Requirements: Report each row below that contains the string "cabinet", copying the row in full. Matching is case-sensitive.

Supplied material:
----

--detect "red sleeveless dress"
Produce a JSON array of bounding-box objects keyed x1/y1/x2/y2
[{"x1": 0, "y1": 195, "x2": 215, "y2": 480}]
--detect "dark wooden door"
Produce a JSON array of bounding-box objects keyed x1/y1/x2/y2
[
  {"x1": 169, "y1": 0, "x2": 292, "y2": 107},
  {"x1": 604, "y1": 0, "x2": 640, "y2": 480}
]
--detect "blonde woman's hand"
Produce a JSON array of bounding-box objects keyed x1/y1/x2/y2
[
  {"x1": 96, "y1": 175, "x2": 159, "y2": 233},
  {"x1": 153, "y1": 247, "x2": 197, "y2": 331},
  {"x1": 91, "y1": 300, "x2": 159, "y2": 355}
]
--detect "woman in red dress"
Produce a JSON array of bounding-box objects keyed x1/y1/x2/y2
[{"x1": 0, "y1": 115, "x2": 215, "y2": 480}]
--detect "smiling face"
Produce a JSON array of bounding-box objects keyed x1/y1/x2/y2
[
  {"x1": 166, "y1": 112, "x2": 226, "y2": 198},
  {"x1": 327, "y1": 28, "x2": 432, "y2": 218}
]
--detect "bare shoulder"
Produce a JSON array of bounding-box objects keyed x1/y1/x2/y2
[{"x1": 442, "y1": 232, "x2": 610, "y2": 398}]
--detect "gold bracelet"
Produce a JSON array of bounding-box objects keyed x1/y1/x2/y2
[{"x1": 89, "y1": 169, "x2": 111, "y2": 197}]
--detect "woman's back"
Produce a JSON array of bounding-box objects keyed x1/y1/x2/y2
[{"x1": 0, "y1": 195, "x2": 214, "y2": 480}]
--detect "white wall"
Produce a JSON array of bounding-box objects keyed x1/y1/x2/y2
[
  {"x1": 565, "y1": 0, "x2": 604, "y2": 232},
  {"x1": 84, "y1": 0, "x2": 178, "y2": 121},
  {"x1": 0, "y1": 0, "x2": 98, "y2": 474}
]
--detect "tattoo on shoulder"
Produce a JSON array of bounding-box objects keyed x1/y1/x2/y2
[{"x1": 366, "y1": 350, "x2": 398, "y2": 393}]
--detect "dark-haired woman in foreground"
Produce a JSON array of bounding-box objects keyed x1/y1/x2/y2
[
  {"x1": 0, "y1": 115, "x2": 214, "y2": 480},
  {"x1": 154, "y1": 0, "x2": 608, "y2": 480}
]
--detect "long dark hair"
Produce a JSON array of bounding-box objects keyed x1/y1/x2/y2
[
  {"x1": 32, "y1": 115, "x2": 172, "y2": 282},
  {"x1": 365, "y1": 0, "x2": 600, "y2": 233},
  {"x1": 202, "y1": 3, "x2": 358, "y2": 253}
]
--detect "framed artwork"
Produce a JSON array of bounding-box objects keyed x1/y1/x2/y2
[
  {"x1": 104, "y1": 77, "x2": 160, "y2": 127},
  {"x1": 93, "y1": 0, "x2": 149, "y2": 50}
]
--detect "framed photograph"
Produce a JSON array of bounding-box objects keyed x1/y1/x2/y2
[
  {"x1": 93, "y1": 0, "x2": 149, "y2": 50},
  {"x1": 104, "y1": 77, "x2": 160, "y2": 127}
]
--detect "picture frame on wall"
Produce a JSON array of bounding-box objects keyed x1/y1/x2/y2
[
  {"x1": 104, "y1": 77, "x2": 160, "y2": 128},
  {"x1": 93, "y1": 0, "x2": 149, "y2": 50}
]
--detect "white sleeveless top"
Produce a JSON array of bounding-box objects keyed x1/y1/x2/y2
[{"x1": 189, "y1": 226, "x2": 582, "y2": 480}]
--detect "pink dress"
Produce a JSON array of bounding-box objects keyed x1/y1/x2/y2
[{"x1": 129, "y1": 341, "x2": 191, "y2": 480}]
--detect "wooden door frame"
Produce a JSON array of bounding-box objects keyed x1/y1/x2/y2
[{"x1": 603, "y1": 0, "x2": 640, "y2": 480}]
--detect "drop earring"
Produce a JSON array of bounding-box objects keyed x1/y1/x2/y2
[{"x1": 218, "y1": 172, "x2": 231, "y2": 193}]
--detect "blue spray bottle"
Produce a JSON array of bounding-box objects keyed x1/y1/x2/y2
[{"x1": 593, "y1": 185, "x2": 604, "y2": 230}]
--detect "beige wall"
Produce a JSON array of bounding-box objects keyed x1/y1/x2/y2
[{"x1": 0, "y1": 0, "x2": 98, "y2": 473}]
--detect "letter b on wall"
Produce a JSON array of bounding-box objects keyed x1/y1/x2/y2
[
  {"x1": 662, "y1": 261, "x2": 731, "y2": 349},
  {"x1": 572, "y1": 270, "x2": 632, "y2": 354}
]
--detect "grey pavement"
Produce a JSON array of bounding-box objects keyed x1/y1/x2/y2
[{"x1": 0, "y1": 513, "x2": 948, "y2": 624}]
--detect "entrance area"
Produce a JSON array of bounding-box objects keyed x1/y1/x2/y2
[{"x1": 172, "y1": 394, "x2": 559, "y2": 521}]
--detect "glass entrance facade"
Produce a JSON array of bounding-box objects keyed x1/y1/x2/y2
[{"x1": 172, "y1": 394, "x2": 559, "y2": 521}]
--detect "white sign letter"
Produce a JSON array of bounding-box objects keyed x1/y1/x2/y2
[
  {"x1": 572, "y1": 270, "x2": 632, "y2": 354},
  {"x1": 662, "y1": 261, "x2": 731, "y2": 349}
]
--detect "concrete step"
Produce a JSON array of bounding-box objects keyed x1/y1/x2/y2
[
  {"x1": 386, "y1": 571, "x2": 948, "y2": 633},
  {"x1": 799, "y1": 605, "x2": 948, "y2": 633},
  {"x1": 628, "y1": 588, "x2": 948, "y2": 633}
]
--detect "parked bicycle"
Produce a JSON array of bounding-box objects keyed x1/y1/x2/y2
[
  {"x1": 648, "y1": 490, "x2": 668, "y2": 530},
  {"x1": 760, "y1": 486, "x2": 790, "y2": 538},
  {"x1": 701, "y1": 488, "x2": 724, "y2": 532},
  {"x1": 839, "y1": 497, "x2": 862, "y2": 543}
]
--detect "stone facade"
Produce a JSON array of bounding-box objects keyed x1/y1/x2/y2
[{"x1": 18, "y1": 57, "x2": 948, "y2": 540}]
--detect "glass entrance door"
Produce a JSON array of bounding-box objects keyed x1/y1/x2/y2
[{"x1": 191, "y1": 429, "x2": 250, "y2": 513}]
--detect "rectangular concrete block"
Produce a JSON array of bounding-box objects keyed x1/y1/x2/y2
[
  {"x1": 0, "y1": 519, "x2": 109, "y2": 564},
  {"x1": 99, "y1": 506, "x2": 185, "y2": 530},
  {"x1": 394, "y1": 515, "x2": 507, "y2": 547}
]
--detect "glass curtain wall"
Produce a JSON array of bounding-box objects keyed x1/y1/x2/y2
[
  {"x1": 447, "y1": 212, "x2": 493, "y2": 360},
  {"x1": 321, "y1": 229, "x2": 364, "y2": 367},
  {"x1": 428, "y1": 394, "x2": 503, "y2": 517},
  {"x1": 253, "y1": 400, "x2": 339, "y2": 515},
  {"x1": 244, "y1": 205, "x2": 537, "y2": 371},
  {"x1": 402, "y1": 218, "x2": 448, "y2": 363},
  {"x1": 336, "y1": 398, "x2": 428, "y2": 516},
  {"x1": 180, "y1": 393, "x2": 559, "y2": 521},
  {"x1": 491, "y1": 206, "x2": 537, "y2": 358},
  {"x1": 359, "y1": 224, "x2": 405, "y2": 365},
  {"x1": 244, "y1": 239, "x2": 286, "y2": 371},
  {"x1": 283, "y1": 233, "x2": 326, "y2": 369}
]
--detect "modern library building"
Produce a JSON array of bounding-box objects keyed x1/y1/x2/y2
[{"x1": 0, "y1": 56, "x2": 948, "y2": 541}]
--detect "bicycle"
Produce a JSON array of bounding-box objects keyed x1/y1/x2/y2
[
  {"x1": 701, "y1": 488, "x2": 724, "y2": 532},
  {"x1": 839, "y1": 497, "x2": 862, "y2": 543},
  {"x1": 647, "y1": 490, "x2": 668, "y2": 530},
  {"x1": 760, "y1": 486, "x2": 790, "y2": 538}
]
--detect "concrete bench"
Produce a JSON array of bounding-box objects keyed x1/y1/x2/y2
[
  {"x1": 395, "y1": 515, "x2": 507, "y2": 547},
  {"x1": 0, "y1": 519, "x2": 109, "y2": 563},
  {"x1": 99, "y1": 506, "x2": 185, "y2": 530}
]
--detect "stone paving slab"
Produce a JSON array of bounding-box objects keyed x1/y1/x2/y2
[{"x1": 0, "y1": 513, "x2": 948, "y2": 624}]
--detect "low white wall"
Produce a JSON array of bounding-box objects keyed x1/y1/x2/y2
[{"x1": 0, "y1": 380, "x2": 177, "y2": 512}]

----

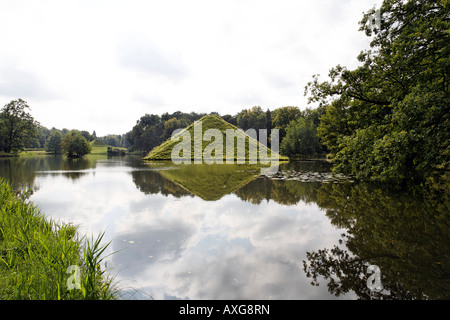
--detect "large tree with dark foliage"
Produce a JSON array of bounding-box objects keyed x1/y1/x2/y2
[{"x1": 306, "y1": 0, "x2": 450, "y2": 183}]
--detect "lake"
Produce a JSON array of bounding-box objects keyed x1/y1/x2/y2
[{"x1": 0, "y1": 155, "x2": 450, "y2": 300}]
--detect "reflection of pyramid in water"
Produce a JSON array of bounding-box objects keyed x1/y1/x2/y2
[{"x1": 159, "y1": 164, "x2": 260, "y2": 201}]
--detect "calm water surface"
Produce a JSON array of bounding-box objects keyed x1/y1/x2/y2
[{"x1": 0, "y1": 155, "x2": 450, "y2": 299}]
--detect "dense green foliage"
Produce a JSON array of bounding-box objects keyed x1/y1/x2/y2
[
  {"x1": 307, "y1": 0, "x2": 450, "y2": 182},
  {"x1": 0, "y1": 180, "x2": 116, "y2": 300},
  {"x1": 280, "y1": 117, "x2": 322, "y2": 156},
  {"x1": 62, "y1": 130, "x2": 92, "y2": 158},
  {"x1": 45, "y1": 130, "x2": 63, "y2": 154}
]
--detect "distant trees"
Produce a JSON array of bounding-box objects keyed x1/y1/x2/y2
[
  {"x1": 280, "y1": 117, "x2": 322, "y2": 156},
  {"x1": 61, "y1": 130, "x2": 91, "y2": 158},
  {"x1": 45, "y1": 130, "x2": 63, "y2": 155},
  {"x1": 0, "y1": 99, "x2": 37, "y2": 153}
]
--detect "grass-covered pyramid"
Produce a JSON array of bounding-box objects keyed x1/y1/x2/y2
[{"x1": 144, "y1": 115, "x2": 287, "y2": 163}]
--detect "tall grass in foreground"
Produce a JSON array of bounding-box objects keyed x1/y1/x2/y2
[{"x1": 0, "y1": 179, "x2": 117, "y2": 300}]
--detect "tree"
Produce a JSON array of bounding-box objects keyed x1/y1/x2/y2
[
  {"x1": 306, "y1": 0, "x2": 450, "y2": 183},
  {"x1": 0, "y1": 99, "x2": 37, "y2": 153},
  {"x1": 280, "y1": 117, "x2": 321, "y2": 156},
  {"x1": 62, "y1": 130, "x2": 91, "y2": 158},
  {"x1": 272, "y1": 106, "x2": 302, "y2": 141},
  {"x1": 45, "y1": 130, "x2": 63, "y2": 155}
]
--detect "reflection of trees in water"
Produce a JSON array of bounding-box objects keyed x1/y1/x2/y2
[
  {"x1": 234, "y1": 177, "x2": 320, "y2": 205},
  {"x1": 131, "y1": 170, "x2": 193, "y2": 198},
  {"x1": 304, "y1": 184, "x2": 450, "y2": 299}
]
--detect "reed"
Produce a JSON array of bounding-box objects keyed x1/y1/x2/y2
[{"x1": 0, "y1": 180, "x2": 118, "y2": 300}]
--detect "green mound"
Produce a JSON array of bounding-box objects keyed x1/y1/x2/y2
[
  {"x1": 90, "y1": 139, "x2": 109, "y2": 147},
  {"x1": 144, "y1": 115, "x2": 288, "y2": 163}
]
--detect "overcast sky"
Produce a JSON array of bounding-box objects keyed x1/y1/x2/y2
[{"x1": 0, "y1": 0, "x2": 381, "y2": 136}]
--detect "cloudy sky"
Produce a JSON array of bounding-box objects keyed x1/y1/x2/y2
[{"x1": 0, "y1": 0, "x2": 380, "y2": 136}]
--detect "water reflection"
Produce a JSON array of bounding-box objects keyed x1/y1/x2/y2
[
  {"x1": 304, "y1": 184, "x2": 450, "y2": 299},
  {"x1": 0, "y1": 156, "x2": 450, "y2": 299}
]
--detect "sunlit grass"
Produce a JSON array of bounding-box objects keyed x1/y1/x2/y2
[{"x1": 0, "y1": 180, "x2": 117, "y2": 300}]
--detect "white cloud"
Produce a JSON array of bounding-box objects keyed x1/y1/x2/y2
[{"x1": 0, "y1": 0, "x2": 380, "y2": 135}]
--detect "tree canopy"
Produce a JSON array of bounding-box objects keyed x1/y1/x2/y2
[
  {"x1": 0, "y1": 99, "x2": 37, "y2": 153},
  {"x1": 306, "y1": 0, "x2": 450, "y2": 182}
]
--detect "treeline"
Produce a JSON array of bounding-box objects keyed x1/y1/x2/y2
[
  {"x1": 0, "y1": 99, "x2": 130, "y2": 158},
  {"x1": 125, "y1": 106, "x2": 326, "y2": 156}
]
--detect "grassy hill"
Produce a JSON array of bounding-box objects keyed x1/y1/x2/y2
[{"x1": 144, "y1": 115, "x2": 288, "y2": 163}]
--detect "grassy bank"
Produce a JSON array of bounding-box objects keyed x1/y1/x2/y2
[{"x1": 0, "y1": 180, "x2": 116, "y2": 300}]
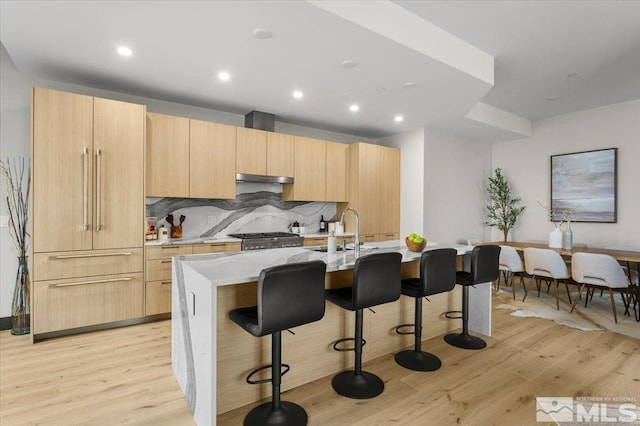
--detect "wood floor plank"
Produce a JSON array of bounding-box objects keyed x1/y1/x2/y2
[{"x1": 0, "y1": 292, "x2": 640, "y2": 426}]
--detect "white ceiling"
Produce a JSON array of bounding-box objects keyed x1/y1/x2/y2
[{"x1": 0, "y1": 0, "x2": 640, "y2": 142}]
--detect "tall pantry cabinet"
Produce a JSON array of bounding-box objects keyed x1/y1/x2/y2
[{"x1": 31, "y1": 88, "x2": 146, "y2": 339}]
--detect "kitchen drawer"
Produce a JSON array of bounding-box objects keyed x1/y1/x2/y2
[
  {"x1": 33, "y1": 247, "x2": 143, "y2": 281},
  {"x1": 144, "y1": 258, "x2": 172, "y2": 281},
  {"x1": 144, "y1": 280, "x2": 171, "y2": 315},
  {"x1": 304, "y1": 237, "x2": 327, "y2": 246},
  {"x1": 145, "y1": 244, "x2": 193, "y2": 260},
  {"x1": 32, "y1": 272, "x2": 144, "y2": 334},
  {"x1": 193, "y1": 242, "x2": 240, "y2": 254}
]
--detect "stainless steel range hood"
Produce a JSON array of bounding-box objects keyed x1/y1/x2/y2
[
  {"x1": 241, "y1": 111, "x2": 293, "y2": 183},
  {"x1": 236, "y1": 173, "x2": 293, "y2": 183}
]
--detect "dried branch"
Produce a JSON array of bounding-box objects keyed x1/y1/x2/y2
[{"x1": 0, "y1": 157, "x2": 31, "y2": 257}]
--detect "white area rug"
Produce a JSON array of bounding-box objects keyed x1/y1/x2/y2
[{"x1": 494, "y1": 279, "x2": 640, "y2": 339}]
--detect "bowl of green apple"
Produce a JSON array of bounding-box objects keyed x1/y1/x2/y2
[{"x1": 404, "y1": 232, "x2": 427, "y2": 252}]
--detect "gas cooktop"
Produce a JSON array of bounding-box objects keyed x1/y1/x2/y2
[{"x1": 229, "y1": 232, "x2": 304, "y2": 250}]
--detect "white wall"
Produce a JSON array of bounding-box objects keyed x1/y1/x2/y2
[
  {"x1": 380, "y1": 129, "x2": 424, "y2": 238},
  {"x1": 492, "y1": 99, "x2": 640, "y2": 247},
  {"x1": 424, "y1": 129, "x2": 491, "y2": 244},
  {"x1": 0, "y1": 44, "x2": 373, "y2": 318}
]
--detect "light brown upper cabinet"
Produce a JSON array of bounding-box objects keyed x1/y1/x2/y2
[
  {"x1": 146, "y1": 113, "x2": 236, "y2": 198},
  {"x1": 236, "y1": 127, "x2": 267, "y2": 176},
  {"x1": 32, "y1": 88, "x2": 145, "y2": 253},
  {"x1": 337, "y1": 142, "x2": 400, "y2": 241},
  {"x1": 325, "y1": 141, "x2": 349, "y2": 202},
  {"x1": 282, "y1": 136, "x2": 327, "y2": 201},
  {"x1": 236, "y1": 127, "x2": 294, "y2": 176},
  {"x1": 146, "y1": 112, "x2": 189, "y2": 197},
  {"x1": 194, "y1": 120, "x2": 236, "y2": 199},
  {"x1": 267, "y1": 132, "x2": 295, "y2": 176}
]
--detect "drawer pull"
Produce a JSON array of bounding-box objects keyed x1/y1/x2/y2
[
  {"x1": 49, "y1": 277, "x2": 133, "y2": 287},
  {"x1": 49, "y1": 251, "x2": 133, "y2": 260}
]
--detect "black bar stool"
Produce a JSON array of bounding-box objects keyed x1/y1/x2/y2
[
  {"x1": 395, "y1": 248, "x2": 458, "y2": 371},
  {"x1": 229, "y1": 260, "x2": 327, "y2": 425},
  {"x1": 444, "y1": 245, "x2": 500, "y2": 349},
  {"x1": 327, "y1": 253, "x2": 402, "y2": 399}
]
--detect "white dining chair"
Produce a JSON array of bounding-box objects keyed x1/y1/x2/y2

----

Response to the task:
--detect "tall pantry cabinet"
--detect "light brown upper cabinet"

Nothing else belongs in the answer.